The Communist Party will meet in mid-October to select new leadership for the party’s Central Committee, the 25-person Politburo and the 7-person Politburo Standing Committee. President Xi Jinping is vying for an unprecedented third term after his predecessors stepped down after just two consecutive 5-year terms. It will be interesting to see if Xi can survive a vote of confidence from the Central Committee after several missteps.
News on Some of Our Stocks as We Approach Earnings Season
The Porsche IPO opened trading on the Frankfurt exchange last week and it was a big hit as the stock rose 4% above the IPO price after being oversubscribed by almost 2-to-1. For those of you who own Volkswagen AG (VWAGY), VW will spin off Porsche shares or cash in a special distribution on October 4th.
I think Porsche has the potential to reach Tesla-like valuations (now trading at 48 times 2023 earnings estimates), since it has record-high operating margins, and its 2023 Macan EV should be a top seller. Porsche is trading at about 15 times forecasted earnings vs. the 31 times forecasted 2023 earnings for Ferrari and 46 times earnings for Tesla, so there is plenty of appreciation potential for Porsche.
Our energy stocks firmed up last week, as Hurricane Ian curtailed crude oil production and refining in the Gulf of Mexico. Additionally, the Nordstream 1 pipeline was sabotaged (by parties unknown, so far), suffering a major leak in the Baltic Sea that is visible from the air, so Europe is now cut off from all Russian natural gas and panic is starting to set in. Thermostats will have to be turned down lower this winter, so it will be interesting to see what temperature the European Union (EU) will mandate.

• _Dataset records_:
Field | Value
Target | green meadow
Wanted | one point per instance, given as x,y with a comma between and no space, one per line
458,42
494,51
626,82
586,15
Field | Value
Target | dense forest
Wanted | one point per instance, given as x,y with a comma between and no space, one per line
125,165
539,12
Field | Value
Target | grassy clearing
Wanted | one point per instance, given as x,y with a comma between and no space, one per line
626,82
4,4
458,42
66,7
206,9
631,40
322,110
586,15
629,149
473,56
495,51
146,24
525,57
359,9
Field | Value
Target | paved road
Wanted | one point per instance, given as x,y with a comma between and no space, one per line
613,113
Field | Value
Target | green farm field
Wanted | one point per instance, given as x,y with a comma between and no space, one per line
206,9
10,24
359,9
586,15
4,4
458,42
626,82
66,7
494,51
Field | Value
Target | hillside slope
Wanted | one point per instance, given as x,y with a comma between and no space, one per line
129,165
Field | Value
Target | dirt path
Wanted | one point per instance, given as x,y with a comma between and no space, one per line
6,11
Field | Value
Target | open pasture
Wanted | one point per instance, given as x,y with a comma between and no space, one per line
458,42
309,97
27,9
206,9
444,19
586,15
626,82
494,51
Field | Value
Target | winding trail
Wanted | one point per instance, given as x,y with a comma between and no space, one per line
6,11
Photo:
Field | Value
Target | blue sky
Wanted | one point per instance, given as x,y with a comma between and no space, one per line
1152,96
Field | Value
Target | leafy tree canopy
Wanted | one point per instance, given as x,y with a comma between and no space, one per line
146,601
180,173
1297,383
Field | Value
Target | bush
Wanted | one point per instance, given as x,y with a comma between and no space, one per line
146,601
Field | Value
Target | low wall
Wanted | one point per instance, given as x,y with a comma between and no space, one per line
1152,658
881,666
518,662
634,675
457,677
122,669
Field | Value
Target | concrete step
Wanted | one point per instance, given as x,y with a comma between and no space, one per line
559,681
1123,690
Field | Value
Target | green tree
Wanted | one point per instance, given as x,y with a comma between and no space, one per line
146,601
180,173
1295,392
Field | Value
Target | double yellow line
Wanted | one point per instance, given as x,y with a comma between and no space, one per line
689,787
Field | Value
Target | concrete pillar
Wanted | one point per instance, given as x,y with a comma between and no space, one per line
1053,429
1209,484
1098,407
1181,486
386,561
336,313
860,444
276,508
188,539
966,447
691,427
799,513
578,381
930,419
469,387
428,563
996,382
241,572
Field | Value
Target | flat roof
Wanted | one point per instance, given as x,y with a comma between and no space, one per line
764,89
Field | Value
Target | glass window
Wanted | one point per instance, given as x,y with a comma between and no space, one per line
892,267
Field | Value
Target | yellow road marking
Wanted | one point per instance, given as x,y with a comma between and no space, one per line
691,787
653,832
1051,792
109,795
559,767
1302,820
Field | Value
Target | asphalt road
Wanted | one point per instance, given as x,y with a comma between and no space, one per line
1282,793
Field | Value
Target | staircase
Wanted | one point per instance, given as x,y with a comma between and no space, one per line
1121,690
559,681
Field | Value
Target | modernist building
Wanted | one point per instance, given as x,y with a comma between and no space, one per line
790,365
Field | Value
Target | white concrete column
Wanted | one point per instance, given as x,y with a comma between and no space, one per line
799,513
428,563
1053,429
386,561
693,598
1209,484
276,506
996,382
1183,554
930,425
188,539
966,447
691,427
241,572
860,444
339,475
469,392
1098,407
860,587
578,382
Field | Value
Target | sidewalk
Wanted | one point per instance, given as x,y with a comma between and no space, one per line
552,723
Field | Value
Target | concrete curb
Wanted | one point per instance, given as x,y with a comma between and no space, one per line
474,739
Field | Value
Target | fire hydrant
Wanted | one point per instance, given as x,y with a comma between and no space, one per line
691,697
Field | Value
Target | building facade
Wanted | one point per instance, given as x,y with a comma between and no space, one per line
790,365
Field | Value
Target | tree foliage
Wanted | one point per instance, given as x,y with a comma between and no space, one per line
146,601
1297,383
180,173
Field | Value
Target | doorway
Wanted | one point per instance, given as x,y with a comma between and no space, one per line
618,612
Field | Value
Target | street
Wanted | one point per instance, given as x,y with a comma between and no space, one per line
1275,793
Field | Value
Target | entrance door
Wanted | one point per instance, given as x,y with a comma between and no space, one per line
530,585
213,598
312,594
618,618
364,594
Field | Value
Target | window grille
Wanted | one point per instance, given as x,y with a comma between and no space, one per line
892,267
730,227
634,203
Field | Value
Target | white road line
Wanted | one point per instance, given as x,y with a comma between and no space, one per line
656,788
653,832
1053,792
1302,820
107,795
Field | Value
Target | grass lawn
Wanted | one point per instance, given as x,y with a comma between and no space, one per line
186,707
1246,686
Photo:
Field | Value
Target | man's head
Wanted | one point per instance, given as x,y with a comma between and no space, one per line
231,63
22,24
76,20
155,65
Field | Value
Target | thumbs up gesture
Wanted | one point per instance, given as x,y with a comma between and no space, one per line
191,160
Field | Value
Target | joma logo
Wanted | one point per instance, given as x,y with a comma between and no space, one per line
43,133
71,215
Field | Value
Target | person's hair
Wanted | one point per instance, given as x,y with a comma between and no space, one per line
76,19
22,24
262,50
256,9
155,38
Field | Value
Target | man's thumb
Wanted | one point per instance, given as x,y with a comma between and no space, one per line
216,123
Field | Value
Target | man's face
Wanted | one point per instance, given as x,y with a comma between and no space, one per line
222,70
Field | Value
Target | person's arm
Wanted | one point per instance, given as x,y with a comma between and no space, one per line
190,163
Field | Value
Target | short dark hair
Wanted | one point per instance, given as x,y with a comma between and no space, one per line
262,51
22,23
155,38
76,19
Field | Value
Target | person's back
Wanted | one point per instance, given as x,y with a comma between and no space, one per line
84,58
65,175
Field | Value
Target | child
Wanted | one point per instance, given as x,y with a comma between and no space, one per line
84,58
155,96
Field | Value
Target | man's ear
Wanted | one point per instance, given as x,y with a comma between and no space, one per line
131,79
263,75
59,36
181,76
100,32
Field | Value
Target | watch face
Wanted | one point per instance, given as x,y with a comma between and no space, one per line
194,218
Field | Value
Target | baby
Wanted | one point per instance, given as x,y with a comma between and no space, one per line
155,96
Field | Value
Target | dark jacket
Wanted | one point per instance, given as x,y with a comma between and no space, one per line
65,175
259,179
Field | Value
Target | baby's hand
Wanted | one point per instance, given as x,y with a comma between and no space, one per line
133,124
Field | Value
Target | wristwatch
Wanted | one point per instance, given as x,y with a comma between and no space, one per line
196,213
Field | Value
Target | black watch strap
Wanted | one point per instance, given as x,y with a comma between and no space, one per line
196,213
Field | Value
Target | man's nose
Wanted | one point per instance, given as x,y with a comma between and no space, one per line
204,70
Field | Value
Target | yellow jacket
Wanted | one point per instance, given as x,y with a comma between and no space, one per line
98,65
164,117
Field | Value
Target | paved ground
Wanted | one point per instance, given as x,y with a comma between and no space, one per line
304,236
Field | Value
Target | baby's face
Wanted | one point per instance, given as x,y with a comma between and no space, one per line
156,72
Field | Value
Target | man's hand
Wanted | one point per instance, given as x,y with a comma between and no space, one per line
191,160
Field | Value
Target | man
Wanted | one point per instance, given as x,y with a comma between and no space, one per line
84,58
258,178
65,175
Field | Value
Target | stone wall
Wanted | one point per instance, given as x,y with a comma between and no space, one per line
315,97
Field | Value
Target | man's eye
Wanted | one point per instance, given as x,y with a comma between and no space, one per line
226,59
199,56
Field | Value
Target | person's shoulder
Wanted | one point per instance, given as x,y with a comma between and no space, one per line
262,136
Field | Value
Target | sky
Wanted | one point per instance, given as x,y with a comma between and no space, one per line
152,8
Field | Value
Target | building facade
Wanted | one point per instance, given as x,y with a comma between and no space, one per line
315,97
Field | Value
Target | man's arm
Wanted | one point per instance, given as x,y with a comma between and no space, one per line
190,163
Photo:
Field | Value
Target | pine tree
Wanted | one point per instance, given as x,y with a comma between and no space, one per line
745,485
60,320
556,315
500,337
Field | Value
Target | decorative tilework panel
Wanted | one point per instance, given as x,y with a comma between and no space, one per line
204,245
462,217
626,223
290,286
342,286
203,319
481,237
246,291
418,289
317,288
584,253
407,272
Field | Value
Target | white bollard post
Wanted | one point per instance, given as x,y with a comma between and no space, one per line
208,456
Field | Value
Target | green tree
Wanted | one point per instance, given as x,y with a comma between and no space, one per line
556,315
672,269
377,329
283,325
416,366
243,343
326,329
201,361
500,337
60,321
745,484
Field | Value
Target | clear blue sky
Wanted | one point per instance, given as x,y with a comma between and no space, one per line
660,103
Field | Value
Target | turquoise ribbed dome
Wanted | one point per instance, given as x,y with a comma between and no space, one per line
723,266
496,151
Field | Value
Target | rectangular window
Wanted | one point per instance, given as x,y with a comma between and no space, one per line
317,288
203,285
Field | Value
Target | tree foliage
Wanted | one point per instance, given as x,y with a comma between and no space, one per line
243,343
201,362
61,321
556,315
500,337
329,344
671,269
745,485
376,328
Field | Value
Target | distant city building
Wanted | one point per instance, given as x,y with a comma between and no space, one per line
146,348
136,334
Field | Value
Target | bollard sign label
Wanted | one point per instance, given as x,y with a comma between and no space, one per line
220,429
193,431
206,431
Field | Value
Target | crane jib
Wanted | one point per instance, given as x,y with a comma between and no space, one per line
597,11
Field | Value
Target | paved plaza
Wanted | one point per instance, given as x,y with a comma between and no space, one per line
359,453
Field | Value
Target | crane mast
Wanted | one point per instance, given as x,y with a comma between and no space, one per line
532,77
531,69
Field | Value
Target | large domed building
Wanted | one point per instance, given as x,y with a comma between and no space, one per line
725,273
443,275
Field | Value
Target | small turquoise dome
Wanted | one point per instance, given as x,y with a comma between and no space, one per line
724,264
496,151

• _Work required_: Reproduce the market commentary word for word, everything from "I think Porsche" down to "potential for Porsche.".

• _Result of the exercise_:
I think Porsche has the potential to reach Tesla-like valuations (now trading at 48 times 2023 earnings estimates), since it has record-high operating margins, and its 2023 Macan EV should be a top seller. Porsche is trading at about 15 times forecasted earnings vs. the 31 times forecasted 2023 earnings for Ferrari and 46 times earnings for Tesla, so there is plenty of appreciation potential for Porsche.